* _WORK REQUEST_:
Retype the passage about accepting discomfort, beginning at the words "The first time" and stopping after "enjoyed a bit.".

Start of SELECTED TEXT

Me: I always think it funny when we “discover” a new tribe out in the middle of the Amazon or something, and we feel so happy that we can bring “civilization” to them – to free them from their horrible life in sync with the earth and their environment…but with out Nintendo (oh the terror!!)
I’m thinking that something we all experienced was “accepting” our environment. It was hot, and the hot wasn’t going to go away by bitching about it – so we didn’t bitch, and accepted the heat. And the climbs weren’t going away – they were something to be accepted and experienced, until they were gone, and a new challenge presented itself. For me, I didn’t fight the desert, and I think that greatly helped my race and my attitude. And it helped that camp wasn’t full of a bunch of drama queens/kings.
The first time I paced someone (very early in my ultra running career) the guy taught me “you have to get comfortable with being uncomfortable.” And maybe that’s the glue that joins RATS together – we’ve all made that adjustment to life, that discomfort isn’t something that MUST BE ELIMINATED at all costs, but rather, can be accepted, and maybe even enjoyed a bit.

End of SELECTED TEXT
Start of SUPPLIED INFORMATION

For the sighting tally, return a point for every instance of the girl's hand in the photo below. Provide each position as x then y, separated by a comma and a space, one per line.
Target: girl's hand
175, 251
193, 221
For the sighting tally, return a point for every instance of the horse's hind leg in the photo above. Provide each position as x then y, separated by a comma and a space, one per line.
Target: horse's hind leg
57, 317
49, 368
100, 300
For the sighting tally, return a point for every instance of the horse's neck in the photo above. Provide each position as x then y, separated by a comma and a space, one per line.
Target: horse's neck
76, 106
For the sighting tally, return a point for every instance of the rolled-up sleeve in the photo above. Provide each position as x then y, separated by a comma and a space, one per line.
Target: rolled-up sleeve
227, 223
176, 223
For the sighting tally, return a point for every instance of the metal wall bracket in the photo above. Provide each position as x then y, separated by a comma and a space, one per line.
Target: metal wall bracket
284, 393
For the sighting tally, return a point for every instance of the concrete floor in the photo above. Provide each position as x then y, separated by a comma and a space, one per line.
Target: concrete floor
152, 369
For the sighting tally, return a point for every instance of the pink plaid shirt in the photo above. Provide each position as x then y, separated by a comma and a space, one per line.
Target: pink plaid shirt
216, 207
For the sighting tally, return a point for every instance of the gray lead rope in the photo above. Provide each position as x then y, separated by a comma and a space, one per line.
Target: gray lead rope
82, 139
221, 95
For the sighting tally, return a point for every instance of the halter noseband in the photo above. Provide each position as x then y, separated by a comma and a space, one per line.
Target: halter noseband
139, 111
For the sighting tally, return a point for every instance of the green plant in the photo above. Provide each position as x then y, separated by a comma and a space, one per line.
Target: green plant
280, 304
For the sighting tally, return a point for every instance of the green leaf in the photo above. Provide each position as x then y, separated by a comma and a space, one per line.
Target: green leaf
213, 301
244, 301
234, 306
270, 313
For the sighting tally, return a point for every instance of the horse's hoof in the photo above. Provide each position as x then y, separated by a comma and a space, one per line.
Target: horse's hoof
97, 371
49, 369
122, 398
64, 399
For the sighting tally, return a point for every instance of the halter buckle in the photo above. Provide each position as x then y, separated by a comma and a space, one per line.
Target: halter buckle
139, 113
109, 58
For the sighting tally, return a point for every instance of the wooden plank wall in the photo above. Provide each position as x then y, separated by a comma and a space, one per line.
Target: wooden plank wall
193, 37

End of SUPPLIED INFORMATION

* _SOLUTION_:
The first time I paced someone (very early in my ultra running career) the guy taught me “you have to get comfortable with being uncomfortable.” And maybe that’s the glue that joins RATS together – we’ve all made that adjustment to life, that discomfort isn’t something that MUST BE ELIMINATED at all costs, but rather, can be accepted, and maybe even enjoyed a bit.